What is Play Therapy?


In Play Therapy children have an opportunity to understand their lives through play. By using various media (sand, paint, small world play, puppets, clay, music, drama, storytelling and movement) children begin to understand muddled feelings and upsetting events that they haven't had the chance to sort out properly. Rather than having to explain what is troubling them, as adult therapy usually expects, children use play to communicate at their own level and at their own pace.

Play is vital to every child's social, emotional, cognitive, physical, creative and language development. It helps all children and young people including those for whom verbal communication may be difficult.

Play Therapy can help children in a variety of ways. Children receive emotional support and can learn to understand more about their own feelings and thoughts. Sometimes they may re-enact or play out traumatic or difficult life experiences in order to make sense of their past and cope better with their future. Children may also learn to manage relationships and conflicts in more appropriate ways.

 


An example of a child's sand tray

MIA staff in training

Filial Therapy


Drawn from Van Fleet. R. (2000). 'A parents handbook of filial play therapy, Boiling Springs, PA: Play Therapy Press.

More and more, people are realizing the power of play and humor in promoting positive relationships and mental health. This is a family intervention that is designed to strengthen families through the use of play. It is called filial therapy, and it can be used by families who wish to strengthen their relationships, or it can be used by therapists working with families who are experiencing difficulties. In filial therapy the parents are true partners with the therapist in bringing about positive changes in their family's life

To use this process in Kenya we have adapted it slightly to involve the children's carer’s as the loco-parentis.

■ **EXCERPTED DATA**
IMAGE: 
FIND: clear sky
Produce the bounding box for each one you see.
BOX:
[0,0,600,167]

==

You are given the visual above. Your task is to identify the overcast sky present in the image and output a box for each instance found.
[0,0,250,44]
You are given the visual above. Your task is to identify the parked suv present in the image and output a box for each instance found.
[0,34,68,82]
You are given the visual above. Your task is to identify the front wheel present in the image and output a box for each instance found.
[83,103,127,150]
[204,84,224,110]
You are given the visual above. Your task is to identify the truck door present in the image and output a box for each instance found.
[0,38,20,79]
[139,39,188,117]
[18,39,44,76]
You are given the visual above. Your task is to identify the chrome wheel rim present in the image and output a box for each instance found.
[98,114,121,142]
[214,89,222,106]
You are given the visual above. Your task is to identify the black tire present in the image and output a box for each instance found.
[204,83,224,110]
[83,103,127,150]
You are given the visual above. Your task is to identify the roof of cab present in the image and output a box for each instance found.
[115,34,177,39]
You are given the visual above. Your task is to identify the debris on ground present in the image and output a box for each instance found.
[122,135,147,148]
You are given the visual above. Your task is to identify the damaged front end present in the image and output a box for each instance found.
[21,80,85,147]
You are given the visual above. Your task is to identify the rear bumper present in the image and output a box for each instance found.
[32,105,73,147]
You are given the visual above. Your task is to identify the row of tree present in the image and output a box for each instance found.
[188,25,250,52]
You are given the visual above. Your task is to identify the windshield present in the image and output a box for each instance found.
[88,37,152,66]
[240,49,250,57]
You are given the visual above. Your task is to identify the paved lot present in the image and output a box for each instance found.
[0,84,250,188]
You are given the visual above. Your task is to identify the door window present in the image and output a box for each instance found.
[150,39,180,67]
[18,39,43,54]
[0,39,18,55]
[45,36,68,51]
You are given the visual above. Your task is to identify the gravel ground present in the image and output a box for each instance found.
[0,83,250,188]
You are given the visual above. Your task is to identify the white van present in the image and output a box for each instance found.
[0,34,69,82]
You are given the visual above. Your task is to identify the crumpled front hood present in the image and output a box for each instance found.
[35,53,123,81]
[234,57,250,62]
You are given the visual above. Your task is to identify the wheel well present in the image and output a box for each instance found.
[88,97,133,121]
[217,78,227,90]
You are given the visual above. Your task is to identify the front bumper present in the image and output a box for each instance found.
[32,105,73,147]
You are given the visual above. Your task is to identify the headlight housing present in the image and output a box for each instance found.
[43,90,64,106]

■ **WORK TASK 1**
Transcribe the section of the play therapy text that opens with the words containing "Play is vital" and closes with "may be difficult.".
■ **WORK TASK 2**
In the play therapy text, what role do parents have in filial therapy?

■ **RESPONSE BOX 1**
Play is vital to every child's social, emotional, cognitive, physical, creative and language development. It helps all children and young people including those for whom verbal communication may be difficult.

■ **RESPONSE BOX 2**
They are true partners with the therapist in bringing about positive changes in their family's life.